## [Study material]
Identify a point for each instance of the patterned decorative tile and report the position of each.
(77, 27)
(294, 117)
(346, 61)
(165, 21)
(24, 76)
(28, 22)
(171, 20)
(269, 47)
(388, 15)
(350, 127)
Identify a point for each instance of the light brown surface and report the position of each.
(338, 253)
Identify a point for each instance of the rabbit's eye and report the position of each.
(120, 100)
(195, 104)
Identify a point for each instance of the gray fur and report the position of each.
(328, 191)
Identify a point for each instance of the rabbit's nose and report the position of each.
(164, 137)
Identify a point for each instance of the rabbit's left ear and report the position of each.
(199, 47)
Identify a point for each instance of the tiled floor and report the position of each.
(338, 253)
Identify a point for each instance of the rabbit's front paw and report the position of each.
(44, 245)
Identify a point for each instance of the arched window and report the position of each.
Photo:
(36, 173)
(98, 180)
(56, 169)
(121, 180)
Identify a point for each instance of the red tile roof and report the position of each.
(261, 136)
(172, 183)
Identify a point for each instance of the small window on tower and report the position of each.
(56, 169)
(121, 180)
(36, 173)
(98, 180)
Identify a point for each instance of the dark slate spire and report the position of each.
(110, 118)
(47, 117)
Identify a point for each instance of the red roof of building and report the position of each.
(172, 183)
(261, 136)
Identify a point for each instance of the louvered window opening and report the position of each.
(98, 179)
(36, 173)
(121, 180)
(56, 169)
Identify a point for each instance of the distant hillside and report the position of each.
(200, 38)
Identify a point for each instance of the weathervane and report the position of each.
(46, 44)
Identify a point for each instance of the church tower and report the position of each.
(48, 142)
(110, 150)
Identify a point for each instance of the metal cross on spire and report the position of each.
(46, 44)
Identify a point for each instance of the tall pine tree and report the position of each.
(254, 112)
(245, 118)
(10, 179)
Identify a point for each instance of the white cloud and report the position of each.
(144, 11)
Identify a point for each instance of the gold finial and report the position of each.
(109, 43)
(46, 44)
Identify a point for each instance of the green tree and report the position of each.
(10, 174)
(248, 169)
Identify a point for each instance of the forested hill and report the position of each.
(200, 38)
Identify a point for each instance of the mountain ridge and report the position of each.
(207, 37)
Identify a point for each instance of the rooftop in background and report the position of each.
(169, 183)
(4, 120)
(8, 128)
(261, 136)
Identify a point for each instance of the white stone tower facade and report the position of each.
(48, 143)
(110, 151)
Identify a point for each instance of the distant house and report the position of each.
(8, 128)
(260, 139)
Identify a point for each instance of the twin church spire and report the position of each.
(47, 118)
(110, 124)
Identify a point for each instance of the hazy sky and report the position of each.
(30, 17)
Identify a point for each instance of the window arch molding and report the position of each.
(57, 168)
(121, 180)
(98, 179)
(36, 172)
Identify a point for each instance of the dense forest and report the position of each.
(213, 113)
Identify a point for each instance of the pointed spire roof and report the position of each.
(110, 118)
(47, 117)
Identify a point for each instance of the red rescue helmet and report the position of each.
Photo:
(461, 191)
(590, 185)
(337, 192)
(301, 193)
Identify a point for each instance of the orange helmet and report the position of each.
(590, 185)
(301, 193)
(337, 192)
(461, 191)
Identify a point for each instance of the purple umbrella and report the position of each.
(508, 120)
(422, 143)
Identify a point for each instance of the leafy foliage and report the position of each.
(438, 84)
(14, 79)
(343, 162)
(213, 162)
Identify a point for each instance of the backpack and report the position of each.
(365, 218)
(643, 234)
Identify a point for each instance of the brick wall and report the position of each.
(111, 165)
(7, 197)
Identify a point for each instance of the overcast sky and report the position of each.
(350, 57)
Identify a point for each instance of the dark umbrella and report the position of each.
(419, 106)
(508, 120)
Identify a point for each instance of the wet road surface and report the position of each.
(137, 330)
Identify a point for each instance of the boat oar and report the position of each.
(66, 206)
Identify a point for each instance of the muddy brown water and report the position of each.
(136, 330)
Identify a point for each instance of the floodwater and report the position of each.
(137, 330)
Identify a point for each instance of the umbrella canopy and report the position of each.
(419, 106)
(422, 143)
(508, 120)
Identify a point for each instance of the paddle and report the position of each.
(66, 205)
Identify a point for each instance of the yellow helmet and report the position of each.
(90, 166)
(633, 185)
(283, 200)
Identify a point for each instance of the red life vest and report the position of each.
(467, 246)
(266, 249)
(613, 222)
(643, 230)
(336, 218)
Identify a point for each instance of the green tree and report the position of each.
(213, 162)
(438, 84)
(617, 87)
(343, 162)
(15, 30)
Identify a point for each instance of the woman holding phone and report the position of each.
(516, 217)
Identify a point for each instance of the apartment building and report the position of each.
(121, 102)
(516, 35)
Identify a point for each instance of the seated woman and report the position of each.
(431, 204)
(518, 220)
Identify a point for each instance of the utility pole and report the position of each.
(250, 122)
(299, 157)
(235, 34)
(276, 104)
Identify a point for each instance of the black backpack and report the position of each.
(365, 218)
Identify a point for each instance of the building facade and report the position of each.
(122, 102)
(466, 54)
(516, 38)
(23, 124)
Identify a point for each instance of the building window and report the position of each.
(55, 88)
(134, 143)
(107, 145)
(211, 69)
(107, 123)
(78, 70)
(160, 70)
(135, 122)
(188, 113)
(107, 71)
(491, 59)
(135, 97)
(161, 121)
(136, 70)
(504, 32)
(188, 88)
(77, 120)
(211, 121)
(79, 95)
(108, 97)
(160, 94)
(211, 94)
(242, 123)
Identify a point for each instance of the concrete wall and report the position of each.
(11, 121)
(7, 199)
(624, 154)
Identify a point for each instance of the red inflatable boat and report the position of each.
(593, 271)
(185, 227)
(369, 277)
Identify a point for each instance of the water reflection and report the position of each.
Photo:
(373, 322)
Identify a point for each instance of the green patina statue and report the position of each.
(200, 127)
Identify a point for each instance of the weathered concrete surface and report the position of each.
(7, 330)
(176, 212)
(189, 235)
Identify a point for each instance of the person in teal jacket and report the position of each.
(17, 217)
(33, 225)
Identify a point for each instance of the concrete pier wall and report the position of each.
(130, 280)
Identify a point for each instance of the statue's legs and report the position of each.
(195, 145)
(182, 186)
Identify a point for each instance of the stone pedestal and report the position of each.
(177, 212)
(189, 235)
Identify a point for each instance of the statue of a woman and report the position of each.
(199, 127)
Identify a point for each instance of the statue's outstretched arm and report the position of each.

## [Problem statement]
Output the listing above word for word.

## [Solution]
Identify a point for each instance of the patterned decorative tile and report the position of each.
(77, 27)
(294, 117)
(346, 61)
(165, 21)
(24, 76)
(28, 22)
(171, 20)
(269, 47)
(388, 15)
(350, 127)
Identify a point for each instance of the light brown surface and report the position of each.
(338, 253)
Identify a point for each instance of the rabbit's eye and report the position of each.
(120, 100)
(195, 104)
Identify a point for each instance of the gray fur and report the position of each.
(328, 191)
Identify a point for each instance of the rabbit's nose and report the position of each.
(164, 137)
Identify a point for each instance of the rabbit's left ear and report the position of each.
(199, 47)
Identify a point for each instance of the tiled floor and report the position of each.
(338, 253)
Identify a point for each instance of the rabbit's front paw and report the position of each.
(44, 245)
Identify a point for each instance of the arched window and report the position of each.
Photo:
(36, 173)
(98, 180)
(56, 169)
(121, 180)
Identify a point for each instance of the red tile roof and report the position of each.
(261, 136)
(172, 183)
Identify a point for each instance of the small window on tower and report the position of each.
(56, 169)
(121, 180)
(36, 173)
(98, 180)
Identify a point for each instance of the dark slate spire and report the position of each.
(110, 118)
(47, 117)
Identify a point for each instance of the red roof of building and report the position of each.
(172, 183)
(261, 136)
Identify a point for each instance of the louvered window opening and report the position of each.
(98, 179)
(36, 173)
(121, 180)
(56, 169)
Identify a point for each instance of the distant hillside and report the position of each.
(200, 38)
Identify a point for each instance of the weathervane and report the position of each.
(46, 44)
Identify a point for each instance of the church tower and report the position of each.
(48, 142)
(110, 150)
Identify a point for each instance of the metal cross on spire and report the position of each.
(46, 44)
Identify a point for each instance of the tall pine tree and report the position of each.
(254, 112)
(245, 118)
(10, 179)
Identify a point for each instance of the white cloud and report the position of each.
(144, 11)
Identify a point for each instance of the gold finial and report the position of each.
(109, 43)
(46, 44)
Identify a point for each instance of the green tree and report the position of each.
(10, 174)
(248, 169)
Identify a point for each instance of the forested hill and report the position of each.
(200, 38)
Identify a point for each instance of the mountain ridge and report the position of each.
(207, 37)
Identify a point for each instance of the rooftop in background and report the position of each.
(169, 183)
(4, 120)
(8, 128)
(261, 136)
Identify a point for each instance of the white stone tower facade and report the position of each.
(48, 143)
(110, 151)
Identify a point for each instance of the distant house and report the position of each.
(8, 128)
(260, 139)
Identify a point for each instance of the twin church spire and report the position of each.
(47, 118)
(110, 124)
Identify a point for each instance of the hazy sky and report the position of each.
(30, 17)
Identify a point for each instance of the window arch molding and report the position of each.
(57, 168)
(121, 180)
(98, 179)
(36, 172)
Identify a point for each instance of the dense forest and report the position of each.
(213, 113)
Identify a point for each instance of the pointed spire roof and report the position of each.
(110, 118)
(47, 117)
Identify a point for each instance of the red rescue helmet and report the position of each.
Photo:
(461, 191)
(590, 185)
(337, 192)
(301, 193)
Identify a point for each instance of the orange helmet and report the position of each.
(590, 185)
(301, 193)
(337, 192)
(461, 191)
Identify a point for each instance of the purple umbrella and report the position of each.
(508, 120)
(422, 143)
Identify a point for each instance of the leafy foliage and report the position of each.
(438, 84)
(14, 79)
(343, 162)
(213, 162)
Identify a point for each instance of the backpack and report the position of each.
(365, 218)
(643, 234)
Identify a point for each instance of the brick wall and report the position of each.
(111, 165)
(7, 197)
Identify a point for each instance of the overcast sky and report the position of each.
(350, 57)
Identify a point for each instance of the dark umbrella and report the position of each.
(419, 106)
(508, 120)
Identify a point for each instance of the wet road surface and report the position of each.
(137, 330)
Identify a point for each instance of the boat oar and report the position of each.
(66, 206)
Identify a point for each instance of the muddy brown water and report the position of each.
(136, 330)
Identify a point for each instance of the floodwater and report the position of each.
(137, 330)
Identify a point for each instance of the umbrella canopy and report the position of each.
(419, 106)
(422, 143)
(508, 120)
Identify a point for each instance of the paddle and report the position of each.
(66, 205)
Identify a point for each instance of the yellow helmet and report the position of each.
(90, 166)
(633, 185)
(283, 200)
Identify a point for each instance of the red life vest and report the position of each.
(467, 246)
(266, 249)
(613, 222)
(643, 230)
(336, 218)
Identify a point for each instance of the green tree and report the position of each.
(213, 162)
(438, 84)
(617, 87)
(343, 162)
(15, 30)
Identify a point for each instance of the woman holding phone and report the position of each.
(516, 217)
Identify a point for each instance of the apartment building and report the position of each.
(121, 102)
(516, 35)
Identify a point for each instance of the seated woman and report the position of each.
(431, 204)
(518, 220)
Identify a point for each instance of the utility pole and report the position of each.
(250, 122)
(299, 157)
(235, 34)
(276, 104)
Identify a point for each instance of the black backpack and report the position of each.
(365, 218)
Identify a point for each instance of the building facade and report the position of each.
(122, 102)
(466, 54)
(516, 38)
(23, 124)
Identify a point for each instance of the building window and report the position of each.
(55, 88)
(134, 143)
(107, 145)
(211, 69)
(107, 123)
(78, 70)
(160, 70)
(135, 122)
(188, 113)
(107, 71)
(491, 59)
(135, 97)
(161, 121)
(136, 70)
(504, 32)
(188, 88)
(77, 120)
(211, 121)
(79, 95)
(108, 97)
(160, 94)
(211, 94)
(242, 123)
Identify a point for each instance of the concrete wall and report the position of each.
(11, 121)
(7, 199)
(624, 154)
Identify a point for each instance of the red inflatable boat and report the position of each.
(593, 271)
(185, 227)
(369, 277)
Identify a point for each instance of the water reflection and report the position of each.
Photo:
(373, 322)
Identify a point for each instance of the green patina statue and report the position of each.
(200, 127)
Identify a point for each instance of the weathered concrete surface and report the position of each.
(7, 330)
(176, 212)
(189, 235)
Identify a point for each instance of the person in teal jacket and report the position of each.
(17, 217)
(33, 225)
Identify a point for each instance of the concrete pier wall and report the position of each.
(130, 280)
Identify a point for each instance of the statue's legs and report the position of each.
(195, 145)
(182, 186)
Identify a point for each instance of the stone pedestal and report the position of each.
(177, 212)
(189, 235)
Identify a point for each instance of the statue of a woman and report the position of each.
(199, 127)
Identify a point for each instance of the statue's outstretched arm and report the position of each.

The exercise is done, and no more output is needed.